> _Stored entries_:
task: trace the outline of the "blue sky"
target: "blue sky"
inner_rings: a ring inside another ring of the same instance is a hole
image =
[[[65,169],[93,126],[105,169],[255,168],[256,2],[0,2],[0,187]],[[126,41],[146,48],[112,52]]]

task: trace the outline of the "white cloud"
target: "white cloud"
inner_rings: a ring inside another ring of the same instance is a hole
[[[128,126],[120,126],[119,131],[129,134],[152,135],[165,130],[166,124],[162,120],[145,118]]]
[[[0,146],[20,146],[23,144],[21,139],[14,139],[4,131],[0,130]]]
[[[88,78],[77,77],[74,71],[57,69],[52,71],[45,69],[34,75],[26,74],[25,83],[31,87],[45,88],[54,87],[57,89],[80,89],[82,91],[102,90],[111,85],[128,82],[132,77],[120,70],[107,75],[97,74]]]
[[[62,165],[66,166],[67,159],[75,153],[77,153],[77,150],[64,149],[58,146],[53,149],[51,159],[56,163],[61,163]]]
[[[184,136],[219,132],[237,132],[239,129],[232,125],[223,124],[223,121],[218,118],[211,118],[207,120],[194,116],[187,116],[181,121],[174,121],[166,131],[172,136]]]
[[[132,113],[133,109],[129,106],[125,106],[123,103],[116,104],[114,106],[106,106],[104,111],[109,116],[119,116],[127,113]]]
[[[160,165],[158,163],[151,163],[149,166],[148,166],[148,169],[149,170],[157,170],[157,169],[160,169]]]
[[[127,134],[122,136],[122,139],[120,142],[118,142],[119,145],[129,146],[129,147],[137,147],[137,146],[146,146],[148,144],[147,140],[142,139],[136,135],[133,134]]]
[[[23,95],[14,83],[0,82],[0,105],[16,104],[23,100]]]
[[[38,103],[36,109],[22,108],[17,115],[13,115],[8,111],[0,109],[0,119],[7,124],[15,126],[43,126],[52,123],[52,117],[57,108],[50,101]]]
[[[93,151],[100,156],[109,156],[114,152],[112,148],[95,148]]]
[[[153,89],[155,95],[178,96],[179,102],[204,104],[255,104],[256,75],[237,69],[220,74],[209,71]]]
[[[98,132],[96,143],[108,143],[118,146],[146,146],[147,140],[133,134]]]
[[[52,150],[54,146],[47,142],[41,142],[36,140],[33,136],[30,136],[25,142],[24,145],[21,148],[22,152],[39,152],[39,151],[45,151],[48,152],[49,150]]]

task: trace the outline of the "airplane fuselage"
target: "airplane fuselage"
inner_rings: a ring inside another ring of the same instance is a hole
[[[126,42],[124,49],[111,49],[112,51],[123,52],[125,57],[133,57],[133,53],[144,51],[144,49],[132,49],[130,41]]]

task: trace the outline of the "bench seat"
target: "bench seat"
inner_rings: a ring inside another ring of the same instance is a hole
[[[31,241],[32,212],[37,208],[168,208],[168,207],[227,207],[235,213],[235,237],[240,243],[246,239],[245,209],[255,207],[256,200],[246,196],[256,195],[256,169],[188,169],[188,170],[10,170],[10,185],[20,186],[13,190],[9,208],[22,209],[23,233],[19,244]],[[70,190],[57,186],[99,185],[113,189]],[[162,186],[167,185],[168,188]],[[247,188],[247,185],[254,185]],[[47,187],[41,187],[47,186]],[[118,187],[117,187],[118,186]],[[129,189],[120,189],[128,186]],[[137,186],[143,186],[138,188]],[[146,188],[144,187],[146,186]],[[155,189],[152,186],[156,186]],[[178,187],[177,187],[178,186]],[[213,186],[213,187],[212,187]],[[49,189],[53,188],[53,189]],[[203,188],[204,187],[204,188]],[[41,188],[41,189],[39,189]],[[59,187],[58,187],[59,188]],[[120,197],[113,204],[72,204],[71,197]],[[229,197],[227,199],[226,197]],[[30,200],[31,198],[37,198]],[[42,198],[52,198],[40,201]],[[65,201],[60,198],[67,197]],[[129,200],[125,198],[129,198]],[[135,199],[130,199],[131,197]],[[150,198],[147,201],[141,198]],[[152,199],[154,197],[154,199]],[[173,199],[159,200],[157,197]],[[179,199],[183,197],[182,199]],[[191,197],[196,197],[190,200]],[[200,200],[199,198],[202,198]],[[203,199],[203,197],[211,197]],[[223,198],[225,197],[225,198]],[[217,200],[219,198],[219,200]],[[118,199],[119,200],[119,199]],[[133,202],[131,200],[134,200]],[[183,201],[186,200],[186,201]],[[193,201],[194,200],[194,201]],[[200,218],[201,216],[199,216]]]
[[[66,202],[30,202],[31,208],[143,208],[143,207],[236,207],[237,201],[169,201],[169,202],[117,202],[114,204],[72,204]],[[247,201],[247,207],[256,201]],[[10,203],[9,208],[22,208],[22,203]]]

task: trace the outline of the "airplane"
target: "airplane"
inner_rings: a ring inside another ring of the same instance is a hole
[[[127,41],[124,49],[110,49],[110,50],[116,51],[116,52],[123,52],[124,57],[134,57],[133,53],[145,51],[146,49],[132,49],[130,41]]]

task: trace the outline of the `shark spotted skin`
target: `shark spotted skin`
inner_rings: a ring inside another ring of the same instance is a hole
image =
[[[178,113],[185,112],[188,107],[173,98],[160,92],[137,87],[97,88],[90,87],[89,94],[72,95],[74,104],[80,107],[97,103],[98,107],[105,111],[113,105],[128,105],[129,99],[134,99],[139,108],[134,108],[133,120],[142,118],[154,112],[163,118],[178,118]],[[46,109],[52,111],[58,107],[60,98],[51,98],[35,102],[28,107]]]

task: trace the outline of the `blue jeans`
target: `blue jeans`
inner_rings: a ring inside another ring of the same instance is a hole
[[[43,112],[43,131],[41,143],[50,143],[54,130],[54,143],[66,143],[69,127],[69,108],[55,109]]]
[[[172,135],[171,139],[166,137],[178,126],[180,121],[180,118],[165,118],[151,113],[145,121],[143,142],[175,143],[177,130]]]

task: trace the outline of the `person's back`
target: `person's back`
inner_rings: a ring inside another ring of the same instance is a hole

> _Short exercise_: Collect every line of the material above that contains the word "cloud" and copy each of those lines in full.

> _Output_:
task: trace the outline of the "white cloud"
target: "white cloud"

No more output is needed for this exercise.